Exercise text:
---+---

Justice Ruth Bader Gingsburg on Monday made her first public appearance since undergoing lung cancer surgery in December, The Washington Post reported. She was seen at the production of "Notorious RBG in Song" at the National Museum of Women in the Arts in Washington, D.C. What's interesting is the program was composed by her daughter-in-law and performer, Patrice Michaels.
And, in typical WaPo fashion, the media outlet used the opportunity to blast conservatives:
Ginsburg had not made public appearances since undergoing a pulmonary lobectomy Dec. 21 after doctors discovered cancerous nodules in her left lung. Recovery from such surgery typically takes six to eight weeks, according to medical specialists, and Ginsburg, for the first time since joining the court in 1993, missed a round of oral arguments in January.
Some extreme political right had insisted that the justice's ailments were graver than the Supreme Court has acknowledged, suggesting it would be an ominous sign if she skipped President Trump's State of the Union address Tuesday night.
Actually, it would be more like par for the course. Ginsburg did not attend either of Trump's previous speeches to Congress.
But, at least WaPo made one admission: RBG's State of the Union attendance is based on partisan politics. Gee, what a shocker!
Ginsburg has attended past State of the Union addresses – television cameras have caught her napping at several.
But Ginsburg, who created controversy when Trump was a candidate by calling him a "faker" and expressing distress about the possibility of his election, has not attended Trump's events. She skipped his first speech to Congress in January 2017 and was out of town at a speaking appearance last year, something she accepted before the date was announced.

---+---

Provided records:
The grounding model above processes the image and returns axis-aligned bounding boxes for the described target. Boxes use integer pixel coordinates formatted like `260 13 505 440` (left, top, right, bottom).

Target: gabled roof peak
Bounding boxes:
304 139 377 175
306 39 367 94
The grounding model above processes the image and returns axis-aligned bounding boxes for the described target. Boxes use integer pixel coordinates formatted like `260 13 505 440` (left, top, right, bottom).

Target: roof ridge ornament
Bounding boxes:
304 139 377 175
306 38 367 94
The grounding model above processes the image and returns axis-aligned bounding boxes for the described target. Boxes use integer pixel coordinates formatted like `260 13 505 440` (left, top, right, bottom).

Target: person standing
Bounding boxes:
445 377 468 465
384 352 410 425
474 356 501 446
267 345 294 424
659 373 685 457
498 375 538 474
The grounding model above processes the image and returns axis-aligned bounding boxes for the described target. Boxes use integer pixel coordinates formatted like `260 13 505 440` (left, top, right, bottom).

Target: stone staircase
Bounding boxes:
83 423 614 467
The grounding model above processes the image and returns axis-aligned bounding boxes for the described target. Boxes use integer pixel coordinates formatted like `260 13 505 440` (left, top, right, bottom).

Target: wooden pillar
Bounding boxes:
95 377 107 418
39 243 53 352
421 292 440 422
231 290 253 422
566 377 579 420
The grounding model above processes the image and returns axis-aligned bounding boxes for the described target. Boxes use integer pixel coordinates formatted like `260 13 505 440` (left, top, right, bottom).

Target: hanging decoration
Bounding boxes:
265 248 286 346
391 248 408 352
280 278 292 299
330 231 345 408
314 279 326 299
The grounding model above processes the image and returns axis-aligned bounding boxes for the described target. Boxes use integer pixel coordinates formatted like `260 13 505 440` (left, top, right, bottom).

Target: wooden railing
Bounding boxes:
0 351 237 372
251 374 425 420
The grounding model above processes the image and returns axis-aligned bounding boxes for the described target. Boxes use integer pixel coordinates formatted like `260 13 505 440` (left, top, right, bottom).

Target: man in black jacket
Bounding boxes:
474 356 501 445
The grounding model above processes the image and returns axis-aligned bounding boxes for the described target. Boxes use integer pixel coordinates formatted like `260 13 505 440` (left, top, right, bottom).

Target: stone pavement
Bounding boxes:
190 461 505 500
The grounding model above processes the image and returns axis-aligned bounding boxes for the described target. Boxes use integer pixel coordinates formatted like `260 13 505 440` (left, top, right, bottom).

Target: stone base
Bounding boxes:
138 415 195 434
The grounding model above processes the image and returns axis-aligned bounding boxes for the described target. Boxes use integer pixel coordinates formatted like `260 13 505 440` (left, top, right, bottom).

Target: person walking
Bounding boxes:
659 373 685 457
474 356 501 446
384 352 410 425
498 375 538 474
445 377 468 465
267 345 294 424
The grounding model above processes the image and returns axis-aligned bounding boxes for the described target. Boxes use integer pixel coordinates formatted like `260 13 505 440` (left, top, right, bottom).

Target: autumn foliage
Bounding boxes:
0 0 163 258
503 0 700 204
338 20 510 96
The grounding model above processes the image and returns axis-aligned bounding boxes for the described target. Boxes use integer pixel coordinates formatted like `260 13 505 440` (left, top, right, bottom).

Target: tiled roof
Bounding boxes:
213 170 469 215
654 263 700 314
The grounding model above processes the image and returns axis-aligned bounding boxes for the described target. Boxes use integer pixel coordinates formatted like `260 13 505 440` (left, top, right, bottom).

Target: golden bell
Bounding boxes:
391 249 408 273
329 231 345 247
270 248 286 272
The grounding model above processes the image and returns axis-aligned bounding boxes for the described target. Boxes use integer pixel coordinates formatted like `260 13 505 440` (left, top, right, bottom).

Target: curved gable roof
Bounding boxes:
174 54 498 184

---+---

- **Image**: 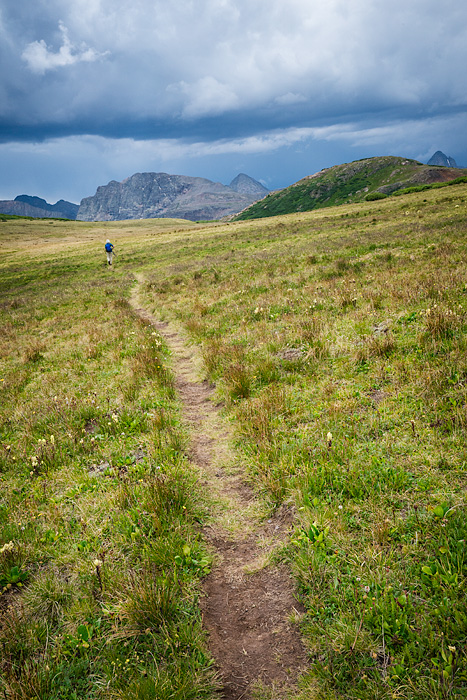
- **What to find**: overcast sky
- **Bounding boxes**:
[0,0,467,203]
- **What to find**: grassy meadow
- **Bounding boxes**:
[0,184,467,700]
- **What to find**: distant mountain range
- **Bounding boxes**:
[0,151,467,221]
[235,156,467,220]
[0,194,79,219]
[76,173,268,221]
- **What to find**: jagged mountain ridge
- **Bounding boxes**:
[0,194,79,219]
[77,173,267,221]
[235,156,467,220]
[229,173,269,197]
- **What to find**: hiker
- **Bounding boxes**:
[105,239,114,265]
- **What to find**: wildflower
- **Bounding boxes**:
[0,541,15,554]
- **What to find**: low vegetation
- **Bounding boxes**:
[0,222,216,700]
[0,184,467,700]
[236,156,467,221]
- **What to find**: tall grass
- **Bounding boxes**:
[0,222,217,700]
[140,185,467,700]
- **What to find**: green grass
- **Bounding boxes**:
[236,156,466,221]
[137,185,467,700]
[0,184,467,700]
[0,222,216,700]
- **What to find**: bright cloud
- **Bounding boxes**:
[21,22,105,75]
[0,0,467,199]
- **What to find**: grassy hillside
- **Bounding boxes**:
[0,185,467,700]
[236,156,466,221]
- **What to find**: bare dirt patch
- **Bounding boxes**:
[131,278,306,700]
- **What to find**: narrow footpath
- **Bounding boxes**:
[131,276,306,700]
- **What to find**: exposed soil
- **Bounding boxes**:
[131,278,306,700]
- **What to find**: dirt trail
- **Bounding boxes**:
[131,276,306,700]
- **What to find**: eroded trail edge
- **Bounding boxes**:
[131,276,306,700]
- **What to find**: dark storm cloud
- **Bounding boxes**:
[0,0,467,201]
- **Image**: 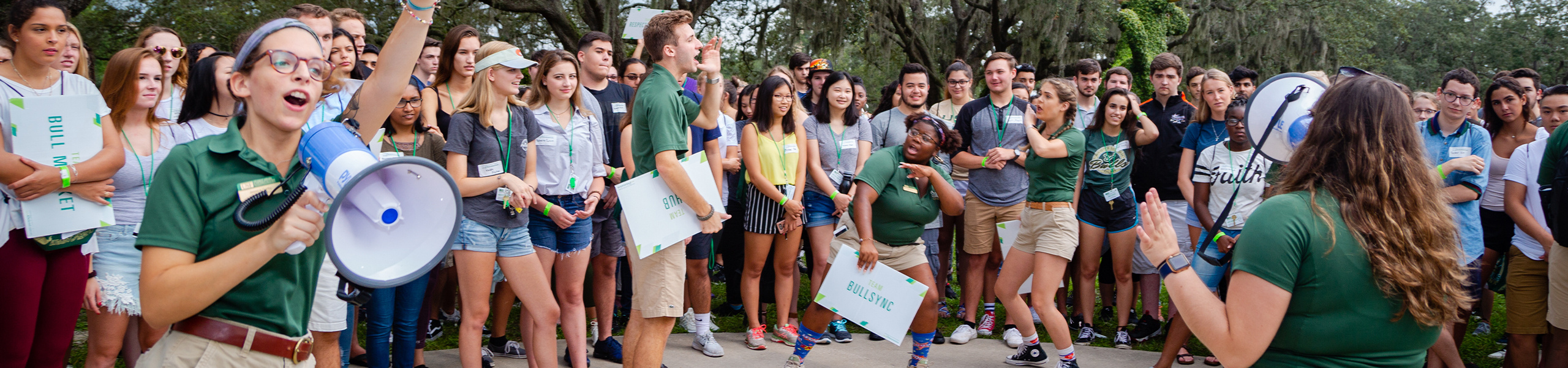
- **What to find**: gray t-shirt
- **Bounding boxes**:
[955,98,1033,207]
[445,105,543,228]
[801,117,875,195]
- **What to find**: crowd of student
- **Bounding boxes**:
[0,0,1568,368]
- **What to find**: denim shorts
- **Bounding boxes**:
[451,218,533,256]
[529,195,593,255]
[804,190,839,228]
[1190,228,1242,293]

---+---

Problem 1:
Please rewrite the paragraph of the Ginsburg article beginning "Ginsburg had not made public appearances" as a short bulleted list that keeps its main facts.
Problem 2:
Carry on the Ginsburg article from its final sentence.

Task answer 1:
- Ginsburg made no public appearances after her pulmonary lobectomy on Dec. 21.
- The surgery followed the discovery of cancerous nodules in her left lung.
- Medical specialists say recovery typically takes six to eight weeks.
- In January she missed a round of oral arguments, the first time since she joined the court in 1993.

Task answer 2:
She has attended White House events for her two newest colleagues nominated by Trump – Justices Neil M. Gorsuch and Brett M. Kavanaugh – and the president tweeted her well wishes for her surgery.
Ginsburg, who was chosen for the court by Clinton, appears to have a more partisan attendance record than most justices.
She did not show for any State of the Union address given by President George W. Bush, whose election was secured by the court's decision in Bush v. Gore. The Bush years in general were a low point for Supreme Court attendance; sometimes, Breyer was the long attendee.
On the other hand, Ginsburg made all of President Barack Obama's speeches. She attended only some of those by Clinton.
Will RBG make an appearance at the State of the Union, if nothing else to show Americans that she's ready and willing to perform her duties as a Supreme Court justice? Only time will tell.